## 分析用テキスト
私は3社に常勤産業医として入職しておりますが、そのいずれも「退職金なし」という企業でした。入職時の説明でも、退職金について「先生は関係ないですね」とスルーされたような記憶です。
というのも、常勤産業医と言えど、「1年ごとの契約更新がある嘱託契約」で雇われており、その場合は退職金を払う義務はないと思われます。私は、産業医求人をよく見ている方だと思いますが、それでも「退職金あり」という求人はお目にかかったことはありません。
嘱託の場合、退職金の有無というのは企業の制度に委ねられているわけで、「退職金なし」というのは別に違法でもなんでもありません。ですので、基本的に産業医として勤務する場合は、「退職金なし」と考えておいた方がよろしいかと思います。
一方、病院勤務ですと、恐らく「退職金あり」という施設が多いのではないでしょうか。私も臨床医時代はその制度があり、勤務年数もさほど長くありませんでしたが、貰ったように記憶しています。この点、やはり勤務医の方が老後の心配を軽減してくれる点ではあります。

## 取り組む課題
A - 産業医の退職金についての文章では、常勤産業医はどのような形態の契約で雇われていると述べられていますか。
B - 産業医の退職金についての文章を、最後の文の後から書き継いでください。

## 提供データ

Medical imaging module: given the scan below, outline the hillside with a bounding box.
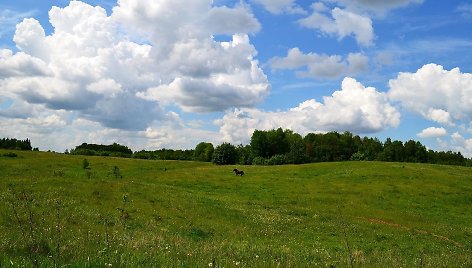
[0,150,472,267]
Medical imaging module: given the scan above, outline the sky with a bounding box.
[0,0,472,157]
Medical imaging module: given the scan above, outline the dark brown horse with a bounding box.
[233,168,244,176]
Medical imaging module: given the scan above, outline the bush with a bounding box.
[82,159,90,169]
[113,166,123,179]
[213,142,238,165]
[267,154,287,165]
[3,152,18,157]
[252,156,267,166]
[351,152,367,161]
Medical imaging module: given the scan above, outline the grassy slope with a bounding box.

## 本演習の解答
A - 「1年ごとの契約更新がある嘱託契約」で雇われていると述べられています。

B -
さて、産業医として勤務し続けている場合、やはり「退職金がない」ということになりますと、老後の生活資金が気になるところです。貯蓄を日頃からする、というのも大事なことですね。
なお、日本医師会に加入しておられるということでしたら、「医師年金」に加入しておくというのも手であると思われます。退職金のように一度にドカッともらえるわけではありませんが、老後の生活資金を考える上で、検討する価値はあると思います。